==== EXTRACT TO READ
Sunday, May 21, 2017

A Hope for Now






For the past four weeks, I’ve published postings about where I am emotionally with regard to my life and my writing. Today’s posting sums that up and adds my conclusions.

After Crown published A Cat’s Life: Dulcy’s Story in 1992, I began to dream big dreams about my success as a writer. In the next two decades, however, as I tried to interest agents in representing my writing, I received only rejection e-mails. Slowly reality dawned.

I realized that the Universe was trying to teach me to let go of the outcomes I’d envisioned. Slowly I learned that I could control the way I responded to events, but I couldn’t control my unrealistic expectations.

Joseph Campbell, who studied, wrote, and lectured his entire life about the power of myth, once said, “Follow your bliss.” I have treasured that quotation. Often I’ve suggested it to others, but never have I truly lived it.

I didn’t follow my bliss—which is simply writing. Instead, I let my dream of being published and becoming successful become an all-consuming obsession. I embraced the outcomes, not the writing. Not the nutritious home-baked bread, but the slathered butter. Not the cake, but the frosting.

Recently a blogging friend sent me a card with the following Campbell quotation on it:

       We must be willing
        to let go of the life
       we had planned.
       So as to have the life
       that is waiting for us.

Her sending that card helped me find perspective and pretty well summed up what many of you have written in your comments for my postings.

And so I begin.

For many decades of my life, I changed, took risks, welcomed differences. If I could do that when I was younger, there’s no reason I can’t do it now. In order to do that, however, I must listen again to that inner voice of intuition I’ve ignored for so long. I must open my heart to that voice.

I’m ready to quit living in the future of my dream world. I’m ready to live in the present and await whatever beckons me. Writing for publication? Perhaps. Finding a new passion? Maybe. Finding books to read on subjects I don’t normally read? Possibly. Working to make daily exercise habitual? Hope so. Making new friends? How wonderful. I know one thing only: I’m letting go of my attachment to the outcomes of my own planning. I’m ready to simply be.
========
==== DATASET EXTRACT
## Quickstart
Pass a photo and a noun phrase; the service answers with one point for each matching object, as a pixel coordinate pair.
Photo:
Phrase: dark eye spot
========
* YOUR INSTRUCTIONS: Edit the blog post by writing it out again, beginning at "For the past" and stopping after "truly lived it.", with "rejection e-mails" replaced by "rejection letters". The lines above were taken from a different source than the blog post.

* SOLVED PROBLEM:
For the past four weeks, I’ve published postings about where I am emotionally with regard to my life and my writing. Today’s posting sums that up and adds my conclusions.

After Crown published A Cat’s Life: Dulcy’s Story in 1992, I began to dream big dreams about my success as a writer. In the next two decades, however, as I tried to interest agents in representing my writing, I received only rejection letters. Slowly reality dawned.

I realized that the Universe was trying to teach me to let go of the outcomes I’d envisioned. Slowly I learned that I could control the way I responded to events, but I couldn’t control my unrealistic expectations.

Joseph Campbell, who studied, wrote, and lectured his entire life about the power of myth, once said, “Follow your bliss.” I have treasured that quotation. Often I’ve suggested it to others, but never have I truly lived it.